Your goal:
Count the rows below that contain the string "cabinet", treating uppercase and lowercase as different, and reply with only that number.

Stored entries:
———
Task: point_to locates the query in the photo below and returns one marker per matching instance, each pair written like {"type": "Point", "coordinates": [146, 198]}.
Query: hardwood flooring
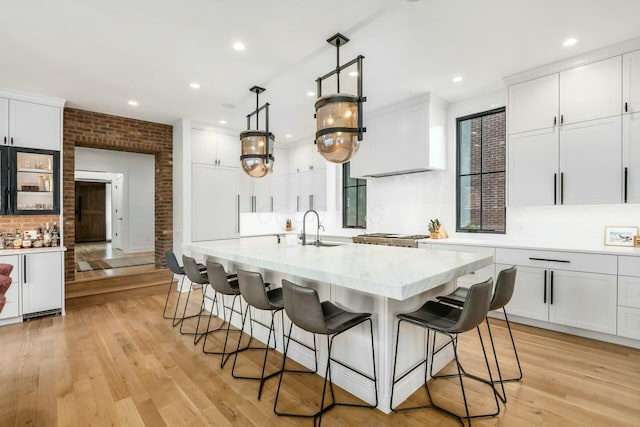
{"type": "Point", "coordinates": [120, 363]}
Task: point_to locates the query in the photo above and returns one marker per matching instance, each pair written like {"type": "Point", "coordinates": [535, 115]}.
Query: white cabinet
{"type": "Point", "coordinates": [631, 158]}
{"type": "Point", "coordinates": [213, 148]}
{"type": "Point", "coordinates": [590, 162]}
{"type": "Point", "coordinates": [406, 137]}
{"type": "Point", "coordinates": [534, 104]}
{"type": "Point", "coordinates": [4, 121]}
{"type": "Point", "coordinates": [530, 293]}
{"type": "Point", "coordinates": [29, 125]}
{"type": "Point", "coordinates": [42, 282]}
{"type": "Point", "coordinates": [583, 300]}
{"type": "Point", "coordinates": [533, 167]}
{"type": "Point", "coordinates": [631, 82]}
{"type": "Point", "coordinates": [591, 91]}
{"type": "Point", "coordinates": [13, 307]}
{"type": "Point", "coordinates": [215, 202]}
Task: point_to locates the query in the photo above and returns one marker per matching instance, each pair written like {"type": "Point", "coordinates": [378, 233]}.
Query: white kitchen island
{"type": "Point", "coordinates": [381, 280]}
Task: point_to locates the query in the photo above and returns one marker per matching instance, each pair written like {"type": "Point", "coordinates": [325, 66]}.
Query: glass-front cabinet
{"type": "Point", "coordinates": [30, 184]}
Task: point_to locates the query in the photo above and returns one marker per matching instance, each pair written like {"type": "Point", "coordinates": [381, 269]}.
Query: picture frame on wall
{"type": "Point", "coordinates": [619, 236]}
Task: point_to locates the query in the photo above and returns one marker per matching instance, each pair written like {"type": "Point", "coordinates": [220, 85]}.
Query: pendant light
{"type": "Point", "coordinates": [339, 116]}
{"type": "Point", "coordinates": [257, 145]}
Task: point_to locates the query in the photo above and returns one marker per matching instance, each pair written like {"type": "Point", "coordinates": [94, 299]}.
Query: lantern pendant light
{"type": "Point", "coordinates": [339, 116]}
{"type": "Point", "coordinates": [257, 145]}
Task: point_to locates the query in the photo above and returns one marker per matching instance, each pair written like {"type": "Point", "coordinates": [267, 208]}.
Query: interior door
{"type": "Point", "coordinates": [90, 212]}
{"type": "Point", "coordinates": [117, 213]}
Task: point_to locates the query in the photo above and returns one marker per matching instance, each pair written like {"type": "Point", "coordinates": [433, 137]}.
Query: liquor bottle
{"type": "Point", "coordinates": [17, 242]}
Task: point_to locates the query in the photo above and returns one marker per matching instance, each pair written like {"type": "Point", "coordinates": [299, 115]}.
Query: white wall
{"type": "Point", "coordinates": [139, 172]}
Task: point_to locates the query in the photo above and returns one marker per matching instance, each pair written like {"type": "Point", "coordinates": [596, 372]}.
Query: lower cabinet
{"type": "Point", "coordinates": [12, 306]}
{"type": "Point", "coordinates": [41, 282]}
{"type": "Point", "coordinates": [571, 298]}
{"type": "Point", "coordinates": [37, 286]}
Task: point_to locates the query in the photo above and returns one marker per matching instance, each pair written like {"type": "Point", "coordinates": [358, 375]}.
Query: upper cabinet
{"type": "Point", "coordinates": [403, 138]}
{"type": "Point", "coordinates": [216, 149]}
{"type": "Point", "coordinates": [534, 104]}
{"type": "Point", "coordinates": [591, 91]}
{"type": "Point", "coordinates": [30, 125]}
{"type": "Point", "coordinates": [631, 82]}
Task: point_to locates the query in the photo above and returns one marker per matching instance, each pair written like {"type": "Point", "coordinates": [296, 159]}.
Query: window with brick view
{"type": "Point", "coordinates": [480, 172]}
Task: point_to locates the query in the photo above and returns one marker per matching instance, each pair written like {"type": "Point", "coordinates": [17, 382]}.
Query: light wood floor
{"type": "Point", "coordinates": [98, 252]}
{"type": "Point", "coordinates": [120, 363]}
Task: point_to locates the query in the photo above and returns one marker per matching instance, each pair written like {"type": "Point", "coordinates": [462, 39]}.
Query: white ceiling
{"type": "Point", "coordinates": [100, 54]}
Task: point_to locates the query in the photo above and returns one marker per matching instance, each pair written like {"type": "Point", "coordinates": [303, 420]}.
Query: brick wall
{"type": "Point", "coordinates": [103, 131]}
{"type": "Point", "coordinates": [488, 150]}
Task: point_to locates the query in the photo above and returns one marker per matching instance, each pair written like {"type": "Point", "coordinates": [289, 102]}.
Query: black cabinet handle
{"type": "Point", "coordinates": [549, 260]}
{"type": "Point", "coordinates": [626, 181]}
———
Result for this exercise:
5